## start Listed records

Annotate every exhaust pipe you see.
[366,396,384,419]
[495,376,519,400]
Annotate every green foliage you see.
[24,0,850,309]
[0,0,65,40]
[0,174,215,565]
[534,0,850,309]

## end Listed records

Can you repeat every line above, shifting each bounding-box coordinate by -74 and leaving all other text unchanged?

## Response
Annotate every exhaust pipe you see.
[292,322,310,345]
[421,302,445,326]
Annotate every green foliage you see.
[-50,-74,776,235]
[-74,-74,-9,-34]
[-74,100,141,491]
[460,-74,776,235]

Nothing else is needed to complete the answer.